::: Dataset content :::

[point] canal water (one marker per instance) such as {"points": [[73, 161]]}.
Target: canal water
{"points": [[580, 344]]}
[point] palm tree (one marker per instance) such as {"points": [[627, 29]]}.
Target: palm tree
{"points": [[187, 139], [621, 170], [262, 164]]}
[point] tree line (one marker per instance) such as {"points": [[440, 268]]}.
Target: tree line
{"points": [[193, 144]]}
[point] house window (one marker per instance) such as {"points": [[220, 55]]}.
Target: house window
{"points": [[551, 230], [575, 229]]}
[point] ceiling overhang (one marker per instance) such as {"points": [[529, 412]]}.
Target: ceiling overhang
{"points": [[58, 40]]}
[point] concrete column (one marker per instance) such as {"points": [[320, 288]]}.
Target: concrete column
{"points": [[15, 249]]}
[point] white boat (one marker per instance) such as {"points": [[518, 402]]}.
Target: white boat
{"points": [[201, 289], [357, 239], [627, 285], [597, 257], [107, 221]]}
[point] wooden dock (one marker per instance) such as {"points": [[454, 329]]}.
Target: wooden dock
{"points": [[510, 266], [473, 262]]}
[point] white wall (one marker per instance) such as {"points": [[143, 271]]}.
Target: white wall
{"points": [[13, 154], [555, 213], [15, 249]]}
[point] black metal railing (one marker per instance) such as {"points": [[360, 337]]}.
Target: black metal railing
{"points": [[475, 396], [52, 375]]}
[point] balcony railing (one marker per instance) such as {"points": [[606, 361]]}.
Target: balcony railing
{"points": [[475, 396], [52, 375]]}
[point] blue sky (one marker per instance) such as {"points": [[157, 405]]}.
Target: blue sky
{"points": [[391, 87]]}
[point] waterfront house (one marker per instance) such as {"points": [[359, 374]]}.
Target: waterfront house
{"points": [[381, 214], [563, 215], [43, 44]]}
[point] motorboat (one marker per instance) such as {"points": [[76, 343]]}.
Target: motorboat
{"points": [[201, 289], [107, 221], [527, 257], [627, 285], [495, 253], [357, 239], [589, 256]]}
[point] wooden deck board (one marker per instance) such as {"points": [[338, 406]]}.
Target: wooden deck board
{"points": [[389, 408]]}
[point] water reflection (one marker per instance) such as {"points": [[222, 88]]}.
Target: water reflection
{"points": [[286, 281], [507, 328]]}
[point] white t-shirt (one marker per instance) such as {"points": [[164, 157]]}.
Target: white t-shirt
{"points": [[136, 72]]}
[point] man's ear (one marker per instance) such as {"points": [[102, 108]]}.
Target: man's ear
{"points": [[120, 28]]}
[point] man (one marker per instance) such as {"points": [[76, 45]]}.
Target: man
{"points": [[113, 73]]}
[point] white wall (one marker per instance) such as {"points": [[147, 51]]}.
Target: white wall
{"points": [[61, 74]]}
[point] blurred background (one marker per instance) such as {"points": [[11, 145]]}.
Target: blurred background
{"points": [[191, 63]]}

:::

▸ **What the task asks**
Please write out the whole of the material exactly.

▸ **Task answer**
[point] canal water (one marker per instance) such as {"points": [[73, 161]]}.
Target: canal water
{"points": [[580, 344]]}
[point] palm tree (one marker per instance) such as {"points": [[627, 29]]}.
Target: palm tree
{"points": [[187, 139], [621, 170], [262, 164]]}
[point] tree line (one marker per instance) such as {"points": [[440, 268]]}.
Target: tree line
{"points": [[193, 144]]}
[point] house window (one marker per instance) such as {"points": [[220, 55]]}.
Target: house window
{"points": [[551, 230], [575, 229]]}
[point] ceiling overhang (one marker per instance) such as {"points": [[529, 412]]}.
Target: ceiling overhang
{"points": [[58, 40]]}
[point] concrete column (one marker per instance) such as {"points": [[320, 288]]}.
Target: concrete column
{"points": [[15, 249]]}
[point] white boat (one marker per instance) such as {"points": [[518, 402]]}.
Target: white boat
{"points": [[201, 289], [357, 239], [627, 285], [597, 257], [107, 221]]}
[point] wooden dock (one marker per instance) such as {"points": [[454, 329]]}.
Target: wooden dock
{"points": [[510, 266], [473, 262]]}
[point] white wall (one marker per instance) such as {"points": [[143, 271]]}.
Target: white wall
{"points": [[13, 154], [555, 213], [15, 249]]}
[point] black metal railing (one marker per instance) such as {"points": [[360, 337]]}.
Target: black metal railing
{"points": [[475, 396], [52, 375]]}
[point] balcony railing (one marker per instance) such as {"points": [[606, 361]]}.
Target: balcony railing
{"points": [[475, 396], [52, 375]]}
[point] blue sky (one marker per instance) such as {"points": [[157, 405]]}.
Target: blue sky
{"points": [[391, 87]]}
[point] waterfront house (one marker per instance) such as {"points": [[359, 374]]}.
Target: waterfront house
{"points": [[381, 214], [563, 215], [43, 44]]}
[point] motorboat (one marker per instance) such as {"points": [[76, 343]]}.
Target: motorboat
{"points": [[201, 289], [107, 221], [527, 257], [627, 285], [495, 253], [357, 239], [589, 256]]}
[point] wooden deck board (one marker per instance) such as {"points": [[338, 406]]}.
Target: wooden deck board
{"points": [[389, 408]]}
[point] water reflection (one marker per instance) such as {"points": [[222, 88]]}.
Target: water reflection
{"points": [[286, 281], [507, 328]]}
[point] white t-shirt (one marker per instance) such as {"points": [[164, 157]]}.
Target: white t-shirt
{"points": [[136, 72]]}
[point] man's ear (one marker per instance) such as {"points": [[102, 108]]}.
Target: man's ear
{"points": [[120, 28]]}
[point] man (one marker per instance) such as {"points": [[76, 45]]}.
Target: man
{"points": [[113, 73]]}
[point] white wall (one marker per instance) such as {"points": [[147, 51]]}.
Target: white wall
{"points": [[61, 74]]}
[point] blurred background (one marker per instance) such as {"points": [[11, 145]]}.
Target: blurred background
{"points": [[191, 63]]}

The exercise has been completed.